__YOUR GOAL__: Continue the passage on character encodings, starting after its last sentence.
[DOCUMENT PASSAGE start]
The simplest version that you can do this is ASCII. At least, historically, it's the most important one of the first character encodings that came into existence. The idea is, we take about 127 characters. Not all of these are printable characters that you could see on paper, and we assign each of the numbers. These are the decimal and hexadecimal values that we give them. We say each of these values will just be encoded as a single byte in the final output. I will use hexadecimal representations a lot. It doesn't really matter because the exact values don't matter. ASCII is a 7-bit character encoding. It covers most use cases that appear in the English languages and languages that use a similar alphabet, which aren't all that many. That's pretty much it. There's not a lot else that you can do with it, which is frustrating when you do want to support other languages. There are other character encodings that historically were concurring with ASCII. For example, there's EBCDIC, which is basically only used on IBM mainframes these days. I was thinking for April Fool's this year, I might want to open a PR against Node that has support for that character encoding, because, again, only supports IBM mainframes. It's not really in use since the '70s. Reality is stranger than fiction, now we actually do have an EBCDIC encoder in the Node source tree anyway, because we actually support one of these weird IBM systems, or start supporting them.

ISO 8859-*, Windows Code Pages

The first step towards making ASCII work for other languages is to extend it. The idea behind a lot of the character encodings that came next, in particular, the ISO 8859-*, and Windows code pages. ASCII is 7-bit, which means we have another 128 characters available. We're just going to create a lot of character encodings that covers some specific languages. For example, there's Latin-1, which stands for ISO 8859-1, but rolls over the tongue a bit more nicely. That is for Western languages, you can write Spanish, French with it, languages like that, German too. Then there's other encodings for other languages, like there's the Cyrillic variant in that standard. There's the Cyrillic Windows code page. These are not necessarily compatible. There's an example where there's characters in two different character encodings for the same language, so both for Cyrillic languages. If you encode something as one of them and decode as another, it will come out as garbage. That was also not a great situation overall. This doesn't really cover, for example, Chinese character use case.
[DOCUMENT PASSAGE end]
[MATERIAL SUPPLIED start]
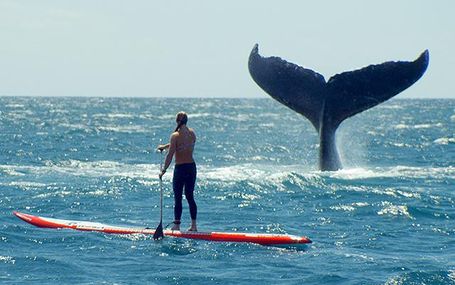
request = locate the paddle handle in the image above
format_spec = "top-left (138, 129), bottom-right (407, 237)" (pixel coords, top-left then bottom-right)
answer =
top-left (160, 151), bottom-right (163, 223)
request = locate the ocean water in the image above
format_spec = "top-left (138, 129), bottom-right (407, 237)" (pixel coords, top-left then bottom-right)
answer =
top-left (0, 97), bottom-right (455, 284)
[MATERIAL SUPPLIED end]
__RESULT OF THE EXERCISE__:
GBK

This is one example of a character encoding that was used for Chinese characters is GBK. The idea is, 128 extra characters, that's not enough. If there's a character that's not ASCII, with the upper bit set, then the next byte will also count towards this character. It's either 1 byte ASCII or 2 byte Chinese character. That gives you about 30,000 more characters, which is still not enough to cover all of the Chinese characters that exist, but it's practical enough. Basically, the situation that one ended up with was, there are hundreds of character encodings out there, which is not an exaggeration, actually. Let's work on something that works for everybody. This xkcd comic is obviously somewhat sarcastic, but for character encodings that actually worked.

Unicode: Multiple Encodings

What we ended up with is Unicode, which is not an encoding. It is a character set, which says, each of the characters which I chose because it has a non-ASCII character in it, to each of these characters, we assign the number, and that is Unicode. That should ideally cover all the use cases that were previously covered by other encodings. Then we specify an actual encoding, and there are multiple of those, which define how to translate these integers into byte sequences, like there's UTF-8, UTF-16, UTF-32, and quite a few others. UTF-8 and UTF-16 are the most important ones, and definitely the most important ones for JavaScript.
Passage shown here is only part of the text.